Exercise materials>
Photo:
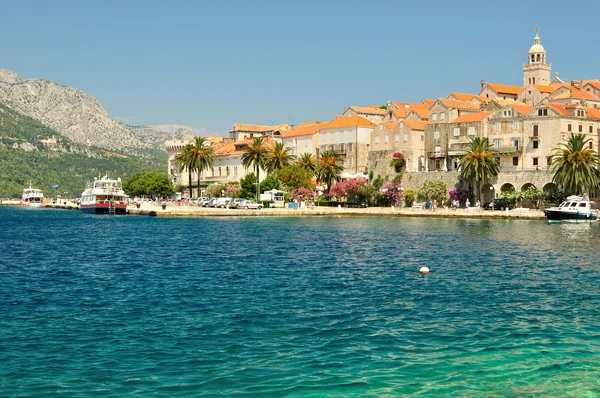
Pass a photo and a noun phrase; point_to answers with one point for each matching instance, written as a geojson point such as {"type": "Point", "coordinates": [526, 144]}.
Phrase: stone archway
{"type": "Point", "coordinates": [487, 193]}
{"type": "Point", "coordinates": [526, 202]}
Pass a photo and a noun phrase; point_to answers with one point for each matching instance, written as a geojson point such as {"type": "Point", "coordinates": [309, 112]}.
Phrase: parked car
{"type": "Point", "coordinates": [355, 204]}
{"type": "Point", "coordinates": [235, 203]}
{"type": "Point", "coordinates": [497, 204]}
{"type": "Point", "coordinates": [250, 204]}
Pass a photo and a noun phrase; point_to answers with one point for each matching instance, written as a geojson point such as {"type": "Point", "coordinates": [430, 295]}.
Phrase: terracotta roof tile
{"type": "Point", "coordinates": [457, 104]}
{"type": "Point", "coordinates": [303, 129]}
{"type": "Point", "coordinates": [258, 128]}
{"type": "Point", "coordinates": [592, 113]}
{"type": "Point", "coordinates": [522, 108]}
{"type": "Point", "coordinates": [352, 121]}
{"type": "Point", "coordinates": [415, 125]}
{"type": "Point", "coordinates": [369, 110]}
{"type": "Point", "coordinates": [559, 108]}
{"type": "Point", "coordinates": [506, 89]}
{"type": "Point", "coordinates": [472, 117]}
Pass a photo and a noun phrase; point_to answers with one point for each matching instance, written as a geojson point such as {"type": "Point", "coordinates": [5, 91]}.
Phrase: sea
{"type": "Point", "coordinates": [120, 306]}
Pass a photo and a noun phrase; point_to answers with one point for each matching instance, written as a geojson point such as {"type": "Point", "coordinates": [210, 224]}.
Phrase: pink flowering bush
{"type": "Point", "coordinates": [351, 189]}
{"type": "Point", "coordinates": [233, 190]}
{"type": "Point", "coordinates": [303, 194]}
{"type": "Point", "coordinates": [393, 192]}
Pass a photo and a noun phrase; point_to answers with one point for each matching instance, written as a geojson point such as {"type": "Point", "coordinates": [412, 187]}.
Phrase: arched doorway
{"type": "Point", "coordinates": [526, 202]}
{"type": "Point", "coordinates": [487, 193]}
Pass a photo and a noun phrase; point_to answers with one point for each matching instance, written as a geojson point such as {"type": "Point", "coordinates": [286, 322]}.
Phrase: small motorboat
{"type": "Point", "coordinates": [575, 208]}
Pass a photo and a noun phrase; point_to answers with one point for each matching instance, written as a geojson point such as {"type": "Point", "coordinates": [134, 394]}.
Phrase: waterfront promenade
{"type": "Point", "coordinates": [195, 211]}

Task details> Copy every entry exactly as written. Pictures are excluded.

Written reply>
Photo:
Pass a photo and a noun phrase; point_to answers with one point for each matching instance, written as a geojson point such as {"type": "Point", "coordinates": [526, 144]}.
Phrase: stone archway
{"type": "Point", "coordinates": [487, 193]}
{"type": "Point", "coordinates": [526, 202]}
Pass a photo and a noun phrase; point_to answers with one point for each matching instance, written as a geojson point such as {"type": "Point", "coordinates": [309, 112]}.
Phrase: parked car
{"type": "Point", "coordinates": [355, 204]}
{"type": "Point", "coordinates": [235, 203]}
{"type": "Point", "coordinates": [497, 204]}
{"type": "Point", "coordinates": [250, 204]}
Pass a photo and a noun phrase; point_to answers with one point for each matching instance, written as a geojson point such as {"type": "Point", "coordinates": [430, 295]}.
Phrase: terracotta roof tile
{"type": "Point", "coordinates": [457, 104]}
{"type": "Point", "coordinates": [303, 129]}
{"type": "Point", "coordinates": [258, 128]}
{"type": "Point", "coordinates": [592, 113]}
{"type": "Point", "coordinates": [522, 108]}
{"type": "Point", "coordinates": [352, 121]}
{"type": "Point", "coordinates": [415, 125]}
{"type": "Point", "coordinates": [369, 110]}
{"type": "Point", "coordinates": [559, 108]}
{"type": "Point", "coordinates": [506, 89]}
{"type": "Point", "coordinates": [472, 117]}
Pass a photo and a noun phrase; point_to answers with one point for each matching instance, written as a geojson point such as {"type": "Point", "coordinates": [5, 91]}.
Phrase: sea
{"type": "Point", "coordinates": [120, 306]}
Pass a photo and a noun phrase; point_to answers with one point for each matching instance, written as a geojson point such as {"type": "Point", "coordinates": [210, 224]}.
Phrase: pink flowering bush
{"type": "Point", "coordinates": [351, 189]}
{"type": "Point", "coordinates": [233, 190]}
{"type": "Point", "coordinates": [303, 194]}
{"type": "Point", "coordinates": [393, 192]}
Pass a photo and a noun phrase; point_to answers with one point for each matching instance, written as a geojson point such as {"type": "Point", "coordinates": [412, 187]}.
Phrase: arched doorway
{"type": "Point", "coordinates": [526, 202]}
{"type": "Point", "coordinates": [487, 193]}
Pass a photo and a noun phrase; point_to answers with one point for each matching instance, written as a geojson point such as {"type": "Point", "coordinates": [286, 322]}.
Phrase: small motorboat
{"type": "Point", "coordinates": [575, 208]}
Pass a photo and a noun phrase; point_to answers with one point for each matching instance, written as a geojson point such as {"type": "Point", "coordinates": [134, 394]}.
Phrase: waterfront promenade
{"type": "Point", "coordinates": [195, 211]}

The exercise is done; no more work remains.